PROBLEM REQUIREMENTS. Would you set down each line of the data below exactly?

*** INPUT RECORDS ***

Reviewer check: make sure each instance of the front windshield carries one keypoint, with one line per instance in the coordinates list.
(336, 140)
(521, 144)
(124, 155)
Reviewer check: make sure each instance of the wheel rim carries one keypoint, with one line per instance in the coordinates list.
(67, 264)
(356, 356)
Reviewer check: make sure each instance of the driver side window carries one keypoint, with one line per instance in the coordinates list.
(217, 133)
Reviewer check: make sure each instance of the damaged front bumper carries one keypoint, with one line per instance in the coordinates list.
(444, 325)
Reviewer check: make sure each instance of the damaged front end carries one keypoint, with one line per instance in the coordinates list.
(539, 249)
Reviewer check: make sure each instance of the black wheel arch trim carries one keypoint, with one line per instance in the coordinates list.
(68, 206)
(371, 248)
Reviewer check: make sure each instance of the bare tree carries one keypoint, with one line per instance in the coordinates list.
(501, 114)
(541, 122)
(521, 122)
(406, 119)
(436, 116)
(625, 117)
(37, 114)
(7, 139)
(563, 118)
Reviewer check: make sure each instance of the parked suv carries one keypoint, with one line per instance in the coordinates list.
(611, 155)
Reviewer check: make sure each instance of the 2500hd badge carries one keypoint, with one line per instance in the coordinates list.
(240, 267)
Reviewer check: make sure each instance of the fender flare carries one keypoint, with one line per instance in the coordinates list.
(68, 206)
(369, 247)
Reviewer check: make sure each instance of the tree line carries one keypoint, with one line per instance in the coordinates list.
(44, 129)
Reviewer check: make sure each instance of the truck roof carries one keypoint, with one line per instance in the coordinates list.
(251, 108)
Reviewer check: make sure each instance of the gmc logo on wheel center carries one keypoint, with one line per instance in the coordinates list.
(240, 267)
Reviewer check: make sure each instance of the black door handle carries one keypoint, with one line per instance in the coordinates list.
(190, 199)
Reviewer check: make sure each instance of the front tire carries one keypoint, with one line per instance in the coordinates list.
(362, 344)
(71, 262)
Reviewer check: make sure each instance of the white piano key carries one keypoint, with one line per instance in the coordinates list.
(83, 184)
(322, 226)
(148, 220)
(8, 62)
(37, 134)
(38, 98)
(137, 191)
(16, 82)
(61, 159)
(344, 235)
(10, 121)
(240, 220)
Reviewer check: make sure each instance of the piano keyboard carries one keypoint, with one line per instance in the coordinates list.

*** End of INPUT RECORDS ***

SOLUTION BELOW.
Reviewer check: make sure each instance of the front windshield carries one keypoint, with one line per instance in the coordinates list.
(336, 140)
(521, 144)
(124, 155)
Reviewer check: make sure each instance of the wheel rim carries one keypoint, with one line per instance in the coordinates list.
(67, 264)
(356, 356)
Reviewer check: make sure each instance of the driver side window carries one keypoint, with one line per instance in the coordinates list.
(217, 133)
Reviewer check: make sure each instance of the damaged front bumper carries one keypoint, with one line per instance in the coordinates list.
(444, 325)
Reviewer check: make sure each instance of the damaged front end carries one keypoint, with one line per instance in the coordinates list.
(539, 249)
Reviewer check: make sure each instance of the black wheel arch trim carries one keypoint, with one line per instance in the coordinates list.
(68, 206)
(371, 248)
Reviewer check: make sure each instance of the bare tree carries one keypoint, with one line per instance in the coordinates list.
(501, 114)
(541, 122)
(521, 122)
(406, 119)
(436, 116)
(625, 117)
(37, 114)
(7, 139)
(563, 118)
Reviewer check: make sure each instance of the parked suv carries one keypoint, with one line per instance in the coordinates list.
(611, 155)
Reviewer check: make sure each instance of the 2500hd badge carries one keypoint, with one line per instance in the coordinates list.
(240, 267)
Reviewer check: make sure each instance of the fender flare carries one keypoint, with one line per instance in the coordinates list.
(68, 206)
(369, 247)
Reviewer check: make sure each instance of the tree line carries one keypoint, with one line per instance in the coordinates list.
(44, 129)
Reviewer check: make sure each instance of the truck roof carries one keypoint, with one line per instance in the coordinates list.
(251, 108)
Reviewer check: make sure each instance of the gmc logo on wheel center carries one keypoint, with one line per instance in the coordinates list.
(240, 267)
Reviewer check: make sure each instance of the black door handle carries one keypoint, with one line per instance in the coordinates list.
(190, 199)
Reviewer check: make sure each instance of the front tire carries one keypoint, with one line per instance in the coordinates list.
(362, 344)
(71, 262)
Reviewer check: make sure each instance of the white piano key carries one keypoint, with one line per instance in the coordinates list.
(83, 184)
(322, 226)
(148, 220)
(8, 62)
(37, 134)
(38, 98)
(137, 191)
(16, 82)
(61, 159)
(344, 235)
(10, 121)
(240, 220)
Reviewer check: make sure each instance of the piano keyboard carries one keypoint, with one line per instance in the coordinates list.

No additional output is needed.